> _STATED EXERCISE 1_:
According to the bond market article, how many interest rate increases is the Federal Reserve widely expected to deliver by 2023?

> _SOURCE EXCERPT_:
Is The Bond Market About to Deliver a Big Surprise?

The bond market is signaling that something big with huge implications for the future of the financial system is about to happen.

The prevailing view is that the Federal Reserve will deliver seven interest rate increases by 2023. Accordingly, bond yields have risen dramatically over the last few months.

And while this assessment may indeed be correct, given the current inflationary scenario, a little known indicator is suggesting that the bond market has come too far too soon and that a yield reversal is in the cards.

But before I detail this important phenomenon, it’s a good idea to review how bonds are structured and how the bond market works.

Bond Market Primer

Bonds are essentially publicly traded formalized loan arrangements between two parties. In the case of U.S. Treasury bonds, investors purchase bonds from the Treasury and receive interest rate payments throughout the life of the bond while receiving the return of their principle at the bond’s maturity.

Certainly, bonds can be confusing as they have two components, the price and the yield. These two parts work together to determine the bond’s value. When a bond is issued, it is offered at par value. But after issuance, the bond trades freely in the market and both the price and the yield will fluctuate depending on supply and demand and other applicable influences such as geopolitics, economic data, and of course inflationary expectations.

> _DATA TO PROCESS_:

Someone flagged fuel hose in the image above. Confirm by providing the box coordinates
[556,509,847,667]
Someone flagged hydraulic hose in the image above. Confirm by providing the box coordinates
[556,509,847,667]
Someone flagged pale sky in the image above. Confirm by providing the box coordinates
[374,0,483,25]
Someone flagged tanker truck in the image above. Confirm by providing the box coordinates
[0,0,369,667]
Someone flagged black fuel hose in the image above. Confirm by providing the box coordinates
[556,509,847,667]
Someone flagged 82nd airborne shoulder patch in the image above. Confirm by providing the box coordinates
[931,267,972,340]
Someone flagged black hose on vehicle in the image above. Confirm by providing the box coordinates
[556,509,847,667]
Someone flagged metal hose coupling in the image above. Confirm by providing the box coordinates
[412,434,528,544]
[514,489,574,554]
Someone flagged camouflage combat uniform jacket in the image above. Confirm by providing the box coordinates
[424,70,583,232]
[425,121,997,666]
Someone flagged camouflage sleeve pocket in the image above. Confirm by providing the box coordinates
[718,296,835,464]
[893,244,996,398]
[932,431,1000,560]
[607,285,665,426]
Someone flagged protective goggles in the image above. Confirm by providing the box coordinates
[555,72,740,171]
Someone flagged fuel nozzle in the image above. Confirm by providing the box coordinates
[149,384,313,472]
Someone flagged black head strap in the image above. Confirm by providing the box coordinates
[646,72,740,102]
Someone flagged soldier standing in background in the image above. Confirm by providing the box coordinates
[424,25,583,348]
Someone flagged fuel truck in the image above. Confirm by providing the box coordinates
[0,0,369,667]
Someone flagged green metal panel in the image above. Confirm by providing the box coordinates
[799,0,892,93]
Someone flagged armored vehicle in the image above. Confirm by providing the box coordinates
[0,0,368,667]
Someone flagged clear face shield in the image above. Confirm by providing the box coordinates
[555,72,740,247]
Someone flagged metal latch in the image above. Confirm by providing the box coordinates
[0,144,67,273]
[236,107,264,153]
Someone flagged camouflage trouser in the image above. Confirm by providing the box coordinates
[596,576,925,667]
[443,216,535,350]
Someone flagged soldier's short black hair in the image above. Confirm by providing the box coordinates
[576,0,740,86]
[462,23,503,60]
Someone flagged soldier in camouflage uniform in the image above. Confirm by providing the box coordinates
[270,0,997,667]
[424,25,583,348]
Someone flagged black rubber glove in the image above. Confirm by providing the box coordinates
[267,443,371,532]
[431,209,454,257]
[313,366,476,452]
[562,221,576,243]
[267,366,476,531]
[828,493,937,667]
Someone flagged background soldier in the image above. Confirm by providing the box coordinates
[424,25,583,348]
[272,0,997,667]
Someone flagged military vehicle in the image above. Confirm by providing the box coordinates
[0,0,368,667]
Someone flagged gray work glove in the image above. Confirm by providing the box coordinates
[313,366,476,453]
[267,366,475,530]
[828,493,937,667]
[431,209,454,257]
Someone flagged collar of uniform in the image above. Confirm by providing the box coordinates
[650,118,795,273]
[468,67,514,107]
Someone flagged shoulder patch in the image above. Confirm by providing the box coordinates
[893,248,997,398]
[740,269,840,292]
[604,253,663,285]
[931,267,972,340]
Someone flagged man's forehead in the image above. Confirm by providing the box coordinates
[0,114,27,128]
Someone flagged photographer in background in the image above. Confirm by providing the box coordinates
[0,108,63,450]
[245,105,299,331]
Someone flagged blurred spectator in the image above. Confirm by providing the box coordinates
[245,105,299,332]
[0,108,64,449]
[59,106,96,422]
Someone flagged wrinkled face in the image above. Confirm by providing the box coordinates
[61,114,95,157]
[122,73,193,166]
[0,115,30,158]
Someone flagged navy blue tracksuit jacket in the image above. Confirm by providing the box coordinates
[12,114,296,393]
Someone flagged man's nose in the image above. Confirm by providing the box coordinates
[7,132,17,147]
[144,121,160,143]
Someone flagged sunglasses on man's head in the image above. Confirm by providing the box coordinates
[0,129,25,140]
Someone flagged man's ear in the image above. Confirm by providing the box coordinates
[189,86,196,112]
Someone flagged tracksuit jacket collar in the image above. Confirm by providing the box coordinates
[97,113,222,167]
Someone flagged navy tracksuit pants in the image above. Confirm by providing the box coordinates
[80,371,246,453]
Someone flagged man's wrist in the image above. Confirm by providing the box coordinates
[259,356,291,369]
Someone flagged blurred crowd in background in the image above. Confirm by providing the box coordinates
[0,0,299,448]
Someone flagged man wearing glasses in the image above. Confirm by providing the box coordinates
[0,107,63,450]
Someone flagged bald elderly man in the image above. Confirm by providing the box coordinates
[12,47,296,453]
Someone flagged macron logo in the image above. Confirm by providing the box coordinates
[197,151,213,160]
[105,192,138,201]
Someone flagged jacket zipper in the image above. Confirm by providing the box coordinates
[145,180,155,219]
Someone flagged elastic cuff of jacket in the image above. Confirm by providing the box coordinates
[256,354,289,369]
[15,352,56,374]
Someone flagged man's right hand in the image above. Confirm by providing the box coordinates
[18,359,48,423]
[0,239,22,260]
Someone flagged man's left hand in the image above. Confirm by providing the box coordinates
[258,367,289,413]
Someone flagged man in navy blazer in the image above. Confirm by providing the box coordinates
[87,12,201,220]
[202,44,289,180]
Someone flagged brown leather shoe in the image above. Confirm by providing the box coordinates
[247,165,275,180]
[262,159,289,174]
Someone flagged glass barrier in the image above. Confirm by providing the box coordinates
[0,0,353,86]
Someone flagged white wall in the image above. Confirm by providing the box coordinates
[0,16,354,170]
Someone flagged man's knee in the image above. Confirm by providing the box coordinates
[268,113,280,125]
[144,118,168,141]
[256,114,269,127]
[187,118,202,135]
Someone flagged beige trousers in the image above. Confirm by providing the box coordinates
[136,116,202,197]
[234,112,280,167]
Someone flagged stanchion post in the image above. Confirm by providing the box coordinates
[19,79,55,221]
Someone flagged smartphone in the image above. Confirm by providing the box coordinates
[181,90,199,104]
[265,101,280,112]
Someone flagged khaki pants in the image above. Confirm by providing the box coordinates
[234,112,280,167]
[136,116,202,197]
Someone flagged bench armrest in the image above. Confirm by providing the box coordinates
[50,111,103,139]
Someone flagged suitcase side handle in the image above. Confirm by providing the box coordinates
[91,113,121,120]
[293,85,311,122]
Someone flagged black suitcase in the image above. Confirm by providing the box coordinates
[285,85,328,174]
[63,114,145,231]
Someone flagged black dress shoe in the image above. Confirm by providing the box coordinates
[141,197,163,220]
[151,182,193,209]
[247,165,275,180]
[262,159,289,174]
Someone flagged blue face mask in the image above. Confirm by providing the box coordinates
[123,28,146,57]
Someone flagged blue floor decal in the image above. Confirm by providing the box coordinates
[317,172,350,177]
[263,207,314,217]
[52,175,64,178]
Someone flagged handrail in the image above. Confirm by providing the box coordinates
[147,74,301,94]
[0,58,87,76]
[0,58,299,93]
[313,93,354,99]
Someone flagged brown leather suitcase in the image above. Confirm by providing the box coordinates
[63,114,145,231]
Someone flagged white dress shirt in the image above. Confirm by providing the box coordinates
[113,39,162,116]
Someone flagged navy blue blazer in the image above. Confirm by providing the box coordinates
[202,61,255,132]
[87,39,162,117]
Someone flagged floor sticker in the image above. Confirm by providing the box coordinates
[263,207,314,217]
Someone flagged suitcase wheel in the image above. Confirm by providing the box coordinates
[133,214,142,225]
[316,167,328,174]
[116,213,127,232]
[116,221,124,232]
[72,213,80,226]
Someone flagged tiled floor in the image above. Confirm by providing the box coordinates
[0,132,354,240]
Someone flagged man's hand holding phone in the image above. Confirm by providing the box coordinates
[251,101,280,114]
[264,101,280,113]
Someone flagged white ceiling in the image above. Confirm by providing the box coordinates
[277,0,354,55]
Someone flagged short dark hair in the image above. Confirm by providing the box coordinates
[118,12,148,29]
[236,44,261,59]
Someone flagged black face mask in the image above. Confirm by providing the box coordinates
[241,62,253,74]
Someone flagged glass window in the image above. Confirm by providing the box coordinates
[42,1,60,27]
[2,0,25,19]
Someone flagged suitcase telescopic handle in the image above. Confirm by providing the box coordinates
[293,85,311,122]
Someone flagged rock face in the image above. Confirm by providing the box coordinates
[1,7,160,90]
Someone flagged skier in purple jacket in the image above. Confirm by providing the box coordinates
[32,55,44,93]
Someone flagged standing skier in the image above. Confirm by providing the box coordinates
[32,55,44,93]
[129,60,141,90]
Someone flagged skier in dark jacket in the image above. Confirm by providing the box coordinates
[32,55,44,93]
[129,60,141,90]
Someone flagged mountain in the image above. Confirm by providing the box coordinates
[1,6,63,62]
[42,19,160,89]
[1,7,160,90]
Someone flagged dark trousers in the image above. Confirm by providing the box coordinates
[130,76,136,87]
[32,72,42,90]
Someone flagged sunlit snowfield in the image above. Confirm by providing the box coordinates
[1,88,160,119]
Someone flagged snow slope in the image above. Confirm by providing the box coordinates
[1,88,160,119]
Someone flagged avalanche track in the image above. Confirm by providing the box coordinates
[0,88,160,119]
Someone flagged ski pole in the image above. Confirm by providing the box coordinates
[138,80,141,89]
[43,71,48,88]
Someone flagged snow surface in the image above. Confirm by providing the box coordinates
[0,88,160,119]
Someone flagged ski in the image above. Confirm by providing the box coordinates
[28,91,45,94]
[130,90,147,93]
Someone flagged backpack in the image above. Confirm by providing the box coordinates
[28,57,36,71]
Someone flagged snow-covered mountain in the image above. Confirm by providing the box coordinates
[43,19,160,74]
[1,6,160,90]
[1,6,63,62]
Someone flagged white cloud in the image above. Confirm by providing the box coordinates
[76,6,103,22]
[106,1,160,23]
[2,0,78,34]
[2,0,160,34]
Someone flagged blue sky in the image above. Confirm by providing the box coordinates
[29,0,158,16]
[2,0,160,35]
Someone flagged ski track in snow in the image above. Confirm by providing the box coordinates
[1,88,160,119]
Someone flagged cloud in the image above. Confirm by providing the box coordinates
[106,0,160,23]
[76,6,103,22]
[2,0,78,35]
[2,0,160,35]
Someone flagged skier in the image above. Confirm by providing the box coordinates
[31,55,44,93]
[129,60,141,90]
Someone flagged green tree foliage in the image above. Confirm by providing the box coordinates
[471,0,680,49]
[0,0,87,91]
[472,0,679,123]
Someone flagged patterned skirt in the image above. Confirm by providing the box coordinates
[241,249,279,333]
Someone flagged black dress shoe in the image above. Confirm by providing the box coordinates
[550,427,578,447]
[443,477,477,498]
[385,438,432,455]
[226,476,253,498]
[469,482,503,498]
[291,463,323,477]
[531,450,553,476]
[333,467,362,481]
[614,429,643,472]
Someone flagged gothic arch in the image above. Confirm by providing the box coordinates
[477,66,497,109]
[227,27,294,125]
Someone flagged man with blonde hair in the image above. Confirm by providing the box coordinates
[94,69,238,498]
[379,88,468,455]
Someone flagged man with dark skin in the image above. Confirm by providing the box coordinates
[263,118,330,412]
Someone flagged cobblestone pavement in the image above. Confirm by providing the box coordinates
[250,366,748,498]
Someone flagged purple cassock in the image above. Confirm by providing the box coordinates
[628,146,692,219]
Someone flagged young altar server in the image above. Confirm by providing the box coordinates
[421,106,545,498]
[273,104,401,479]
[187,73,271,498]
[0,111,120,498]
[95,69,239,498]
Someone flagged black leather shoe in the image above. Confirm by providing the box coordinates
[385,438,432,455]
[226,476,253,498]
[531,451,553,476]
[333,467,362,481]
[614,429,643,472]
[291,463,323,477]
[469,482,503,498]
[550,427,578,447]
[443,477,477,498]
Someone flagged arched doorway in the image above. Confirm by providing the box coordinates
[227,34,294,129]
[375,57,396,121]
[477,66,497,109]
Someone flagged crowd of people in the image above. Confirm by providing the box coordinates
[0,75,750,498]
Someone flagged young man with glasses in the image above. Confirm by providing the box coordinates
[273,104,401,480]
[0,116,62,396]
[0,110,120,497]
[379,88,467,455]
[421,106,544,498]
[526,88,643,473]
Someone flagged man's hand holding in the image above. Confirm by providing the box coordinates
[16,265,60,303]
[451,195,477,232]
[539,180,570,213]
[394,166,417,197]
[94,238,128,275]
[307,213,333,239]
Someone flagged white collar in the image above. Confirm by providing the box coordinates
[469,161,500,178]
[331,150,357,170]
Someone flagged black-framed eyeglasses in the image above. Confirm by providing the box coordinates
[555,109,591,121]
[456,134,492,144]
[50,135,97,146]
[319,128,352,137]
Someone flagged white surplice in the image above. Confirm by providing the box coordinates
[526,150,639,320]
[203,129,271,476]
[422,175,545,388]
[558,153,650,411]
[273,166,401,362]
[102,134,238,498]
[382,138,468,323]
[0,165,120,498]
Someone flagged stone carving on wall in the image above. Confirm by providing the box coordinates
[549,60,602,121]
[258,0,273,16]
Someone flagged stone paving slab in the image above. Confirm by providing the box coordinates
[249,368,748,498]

> _STATED EXERCISE 2_:
Please copy the records word for word, from the line with "Someone flagged armored" up to and including the line with "[236,107,264,153]".

> _TASK SOLUTION 1_:
Seven.

> _TASK SOLUTION 2_:
Someone flagged armored vehicle in the image above. Confirm by providing the box coordinates
[0,0,368,667]
Someone flagged clear face shield in the image above. Confirm by providing the box coordinates
[555,72,740,247]
Someone flagged metal latch in the image above. Confirm by providing the box coordinates
[0,144,67,273]
[236,107,264,153]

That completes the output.